PARTS OF THE EXERCISE.
a - According to the booster test bench passage, how much solid propellant does the P80's single segment hold?
b - Copy from the booster test bench passage everything from "Recently, the BEAP" down to "66 tonnes of solid propellant.".

PASSAGE TO READ.
_____

The Solid Booster Test Bench (BEAP) is the unique test pad at the Guiana Space Centre, Europe’s Spaceport. Since 1993, it has seen the successful testing of Ariane 5 Solid Booster Stage (EAP) motors. Of course, none was actually intended to lift off and the facility is equipped with safety systems to prevent a booster breaking loose from the test bench and leaving the ground. In this case, large blades would cut its envelope open, allowing the solid propellant to burn freely without providing any thrust.
Recently, the BEAP has been modified in order to accommodate a different kind of booster for static firing. While it shares its three metre diameter with Ariane 5's booster stages, the P80 motor is much shorter than the 31.2-metre-tall EAP – it is only 11.7 metres high. Nevertheless, it is the largest European solid rocket motor of its kind.
The largest monosegment booster
Unlike the EAP’s motor, whose 238-tonne propellant load is cast in three segments which are later assembled together, the P80 features only a single segment with about 88 tonnes of solid propellant. Although this is less than the biggest of the EAP segments, it is far more than any other composite single-segment solid motor ever tested. For comparison, to date the record is held by the motor of the SRB-A booster stage on Japan’s H-2A launcher, with 66 tonnes of solid propellant.

_____

DATA BELOW.

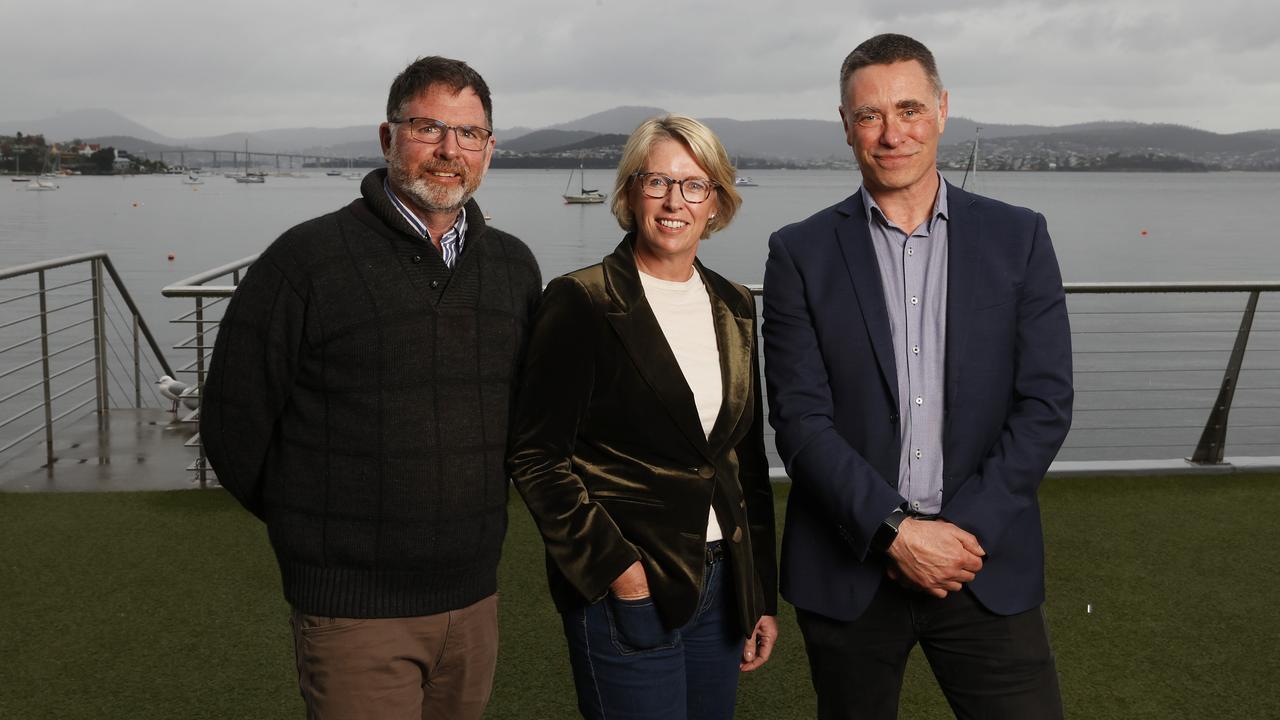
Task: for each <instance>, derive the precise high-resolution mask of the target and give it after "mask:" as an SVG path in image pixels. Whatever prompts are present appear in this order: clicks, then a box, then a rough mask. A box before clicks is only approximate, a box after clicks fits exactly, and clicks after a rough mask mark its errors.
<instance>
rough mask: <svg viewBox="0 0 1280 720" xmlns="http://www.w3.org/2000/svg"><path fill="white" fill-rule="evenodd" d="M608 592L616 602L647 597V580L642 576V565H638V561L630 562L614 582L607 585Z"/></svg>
mask: <svg viewBox="0 0 1280 720" xmlns="http://www.w3.org/2000/svg"><path fill="white" fill-rule="evenodd" d="M609 592H612V593H613V597H616V598H618V600H643V598H646V597H649V578H648V577H645V574H644V565H640V561H639V560H636V561H635V562H632V564H631V566H630V568H627V569H626V570H623V573H622V574H621V575H618V577H617V579H616V580H613V582H612V583H609Z"/></svg>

_____

EXPECTED RESULTS.
a - About 88 tonnes.

b -
Recently, the BEAP has been modified in order to accommodate a different kind of booster for static firing. While it shares its three metre diameter with Ariane 5's booster stages, the P80 motor is much shorter than the 31.2-metre-tall EAP – it is only 11.7 metres high. Nevertheless, it is the largest European solid rocket motor of its kind.
The largest monosegment booster
Unlike the EAP’s motor, whose 238-tonne propellant load is cast in three segments which are later assembled together, the P80 features only a single segment with about 88 tonnes of solid propellant. Although this is less than the biggest of the EAP segments, it is far more than any other composite single-segment solid motor ever tested. For comparison, to date the record is held by the motor of the SRB-A booster stage on Japan’s H-2A launcher, with 66 tonnes of solid propellant.